Text extract.
◆ ◆ ◆

Sen. Thomas R. Carper, a Democrat and Delaware’s senior senator, said Mr. Biden “will have plenty of opportunities in the future.”

Sen. Ted Kaufman, the Democrat and former aide to the vice president who was appointed to his seat, repeated his vow not to run in this year’s election.

Democrats and Republicans have taken notice of Mr. Obama’s inability to help pull fellow Democrats over the finish line in campaigns.

Mr. McKenna said the Democrat in New Jersey tied himself closely to Mr. Obama and lost, the Democrat in Virginia distanced himself from the president and lost, and the Democrat in Massachusetts seemed unsure which direction to go — and also lost.

The president still has wide appeal for Democrats, but Republicans are overwhelmingly opposed.

Gallup, the polling organization, found that 88 percent of Democrats approve of the president at the one-year mark, but just 23 percent of Republicans approve — the largest partisan gap they’ve ever recorded at this point in a presidency.

“I think we live in a very divided country,” said White House press secretary Robert Gibbs in explaining the numbers.

Meanwhile, another poll, this one from the Robert Wood Johnson Foundation, which measured consumers’ views of health care showed enthusiasm for Democrats’ health care reform plans slipped in December, just as both the House and Senate were pushing for action.

The Associated Press said the poll, being released Tuesday, showed Americans were increasingly worried that the health care plans would hurt both their own and the country’s finances.

◆ ◆ ◆

Recorded information.
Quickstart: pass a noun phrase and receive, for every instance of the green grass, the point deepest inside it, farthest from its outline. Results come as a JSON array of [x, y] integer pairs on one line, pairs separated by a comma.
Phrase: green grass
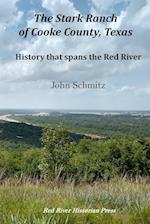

◆ ◆ ◆

Tasks.
A – List every U.S. state named in the political news excerpt.
B – Print everything in the political news excerpt from "The president still" down to "the country’s finances.", word for word.

The solutions.
A – Delaware, New Jersey, Virginia, Massachusetts

B –
The president still has wide appeal for Democrats, but Republicans are overwhelmingly opposed.

Gallup, the polling organization, found that 88 percent of Democrats approve of the president at the one-year mark, but just 23 percent of Republicans approve — the largest partisan gap they’ve ever recorded at this point in a presidency.

“I think we live in a very divided country,” said White House press secretary Robert Gibbs in explaining the numbers.

Meanwhile, another poll, this one from the Robert Wood Johnson Foundation, which measured consumers’ views of health care showed enthusiasm for Democrats’ health care reform plans slipped in December, just as both the House and Senate were pushing for action.

The Associated Press said the poll, being released Tuesday, showed Americans were increasingly worried that the health care plans would hurt both their own and the country’s finances.